(Records contained in a dataset)
..............................
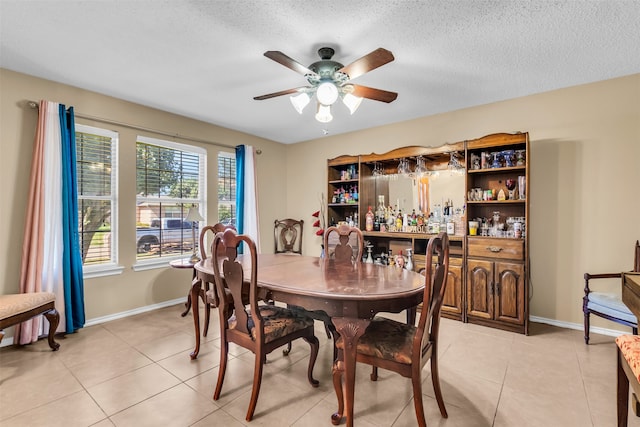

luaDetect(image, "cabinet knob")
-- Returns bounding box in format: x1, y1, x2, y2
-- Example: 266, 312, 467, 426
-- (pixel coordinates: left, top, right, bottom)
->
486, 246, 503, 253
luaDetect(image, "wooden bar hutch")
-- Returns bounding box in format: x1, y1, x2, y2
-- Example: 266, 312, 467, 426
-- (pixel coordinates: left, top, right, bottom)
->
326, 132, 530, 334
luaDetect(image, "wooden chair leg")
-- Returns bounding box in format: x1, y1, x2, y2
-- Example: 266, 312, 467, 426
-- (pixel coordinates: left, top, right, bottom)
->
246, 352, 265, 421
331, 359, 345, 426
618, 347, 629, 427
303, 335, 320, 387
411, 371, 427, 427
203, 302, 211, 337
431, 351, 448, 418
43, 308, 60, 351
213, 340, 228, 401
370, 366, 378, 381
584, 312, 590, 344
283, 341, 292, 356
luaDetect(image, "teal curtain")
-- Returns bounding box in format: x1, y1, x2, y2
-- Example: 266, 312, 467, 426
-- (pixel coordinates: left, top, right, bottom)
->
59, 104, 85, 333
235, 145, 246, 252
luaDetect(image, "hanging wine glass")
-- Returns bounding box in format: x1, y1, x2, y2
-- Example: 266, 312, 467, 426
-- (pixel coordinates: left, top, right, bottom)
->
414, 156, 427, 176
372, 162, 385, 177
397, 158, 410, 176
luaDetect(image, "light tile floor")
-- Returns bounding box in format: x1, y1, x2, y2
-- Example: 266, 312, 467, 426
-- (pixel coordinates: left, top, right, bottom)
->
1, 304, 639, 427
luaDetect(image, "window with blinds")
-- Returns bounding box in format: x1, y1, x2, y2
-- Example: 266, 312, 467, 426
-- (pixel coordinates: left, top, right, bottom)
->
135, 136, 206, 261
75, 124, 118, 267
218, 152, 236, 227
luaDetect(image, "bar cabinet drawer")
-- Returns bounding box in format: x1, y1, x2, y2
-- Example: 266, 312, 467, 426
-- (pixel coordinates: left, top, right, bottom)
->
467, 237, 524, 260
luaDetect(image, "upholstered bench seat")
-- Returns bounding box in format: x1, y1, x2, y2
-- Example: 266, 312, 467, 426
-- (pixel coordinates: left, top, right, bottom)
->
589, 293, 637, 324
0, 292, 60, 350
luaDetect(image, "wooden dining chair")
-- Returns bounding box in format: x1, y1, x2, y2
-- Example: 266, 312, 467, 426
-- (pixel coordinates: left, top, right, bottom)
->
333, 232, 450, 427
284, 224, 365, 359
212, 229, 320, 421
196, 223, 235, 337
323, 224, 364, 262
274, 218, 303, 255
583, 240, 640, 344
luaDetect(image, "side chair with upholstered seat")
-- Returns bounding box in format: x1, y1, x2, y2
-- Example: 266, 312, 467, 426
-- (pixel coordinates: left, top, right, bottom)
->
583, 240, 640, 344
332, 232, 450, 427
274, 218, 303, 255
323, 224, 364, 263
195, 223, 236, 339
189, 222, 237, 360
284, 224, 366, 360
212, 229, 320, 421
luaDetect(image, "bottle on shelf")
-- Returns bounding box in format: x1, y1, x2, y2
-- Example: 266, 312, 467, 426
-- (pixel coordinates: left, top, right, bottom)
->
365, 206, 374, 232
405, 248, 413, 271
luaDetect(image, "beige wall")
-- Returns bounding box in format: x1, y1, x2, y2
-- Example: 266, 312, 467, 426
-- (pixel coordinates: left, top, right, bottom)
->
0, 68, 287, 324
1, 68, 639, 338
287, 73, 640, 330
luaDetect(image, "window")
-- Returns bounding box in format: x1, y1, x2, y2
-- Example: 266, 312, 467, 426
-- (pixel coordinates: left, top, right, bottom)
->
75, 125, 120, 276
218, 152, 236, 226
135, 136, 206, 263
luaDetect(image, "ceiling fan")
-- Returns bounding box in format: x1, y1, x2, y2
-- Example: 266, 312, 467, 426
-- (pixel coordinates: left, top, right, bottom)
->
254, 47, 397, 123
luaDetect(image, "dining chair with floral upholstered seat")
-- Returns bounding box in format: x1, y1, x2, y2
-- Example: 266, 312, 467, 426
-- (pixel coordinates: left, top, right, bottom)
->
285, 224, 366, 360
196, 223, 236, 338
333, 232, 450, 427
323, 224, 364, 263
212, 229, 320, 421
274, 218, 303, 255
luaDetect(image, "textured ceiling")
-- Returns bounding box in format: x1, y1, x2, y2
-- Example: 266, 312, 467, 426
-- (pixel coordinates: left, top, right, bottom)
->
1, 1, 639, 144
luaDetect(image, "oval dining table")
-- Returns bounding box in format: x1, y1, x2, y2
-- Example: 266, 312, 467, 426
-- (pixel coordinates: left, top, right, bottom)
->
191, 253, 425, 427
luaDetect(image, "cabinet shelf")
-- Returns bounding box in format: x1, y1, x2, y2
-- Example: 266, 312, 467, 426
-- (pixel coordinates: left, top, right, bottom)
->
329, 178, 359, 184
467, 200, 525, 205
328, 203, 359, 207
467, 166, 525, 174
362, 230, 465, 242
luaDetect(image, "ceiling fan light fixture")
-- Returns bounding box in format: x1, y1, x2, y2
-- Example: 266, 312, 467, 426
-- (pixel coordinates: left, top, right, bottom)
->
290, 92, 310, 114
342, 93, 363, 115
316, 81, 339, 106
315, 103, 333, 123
..............................
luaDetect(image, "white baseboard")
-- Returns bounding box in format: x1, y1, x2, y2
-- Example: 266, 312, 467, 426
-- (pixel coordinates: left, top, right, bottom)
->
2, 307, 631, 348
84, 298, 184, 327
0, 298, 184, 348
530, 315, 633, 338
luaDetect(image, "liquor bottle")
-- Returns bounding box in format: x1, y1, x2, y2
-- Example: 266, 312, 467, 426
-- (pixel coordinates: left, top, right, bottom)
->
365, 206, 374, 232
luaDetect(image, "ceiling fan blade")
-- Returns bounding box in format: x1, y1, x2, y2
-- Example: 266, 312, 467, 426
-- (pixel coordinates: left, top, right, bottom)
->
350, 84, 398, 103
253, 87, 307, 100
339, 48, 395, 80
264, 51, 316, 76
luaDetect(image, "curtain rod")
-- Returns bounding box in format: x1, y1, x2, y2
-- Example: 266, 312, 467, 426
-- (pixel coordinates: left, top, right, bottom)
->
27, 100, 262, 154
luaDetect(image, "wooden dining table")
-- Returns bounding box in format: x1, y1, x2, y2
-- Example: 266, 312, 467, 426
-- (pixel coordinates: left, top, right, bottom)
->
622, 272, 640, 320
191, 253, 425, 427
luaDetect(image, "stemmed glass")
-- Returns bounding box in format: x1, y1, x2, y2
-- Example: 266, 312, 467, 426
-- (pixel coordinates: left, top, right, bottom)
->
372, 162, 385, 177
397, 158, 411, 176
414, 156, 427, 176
..............................
EXERCISE OBJECTIVE> In the records above, find each line holding "bottle" and copy it.

SOLUTION BELOW>
luaDetect(image, "bottle on shelf")
luaDetect(image, "liquor bottle")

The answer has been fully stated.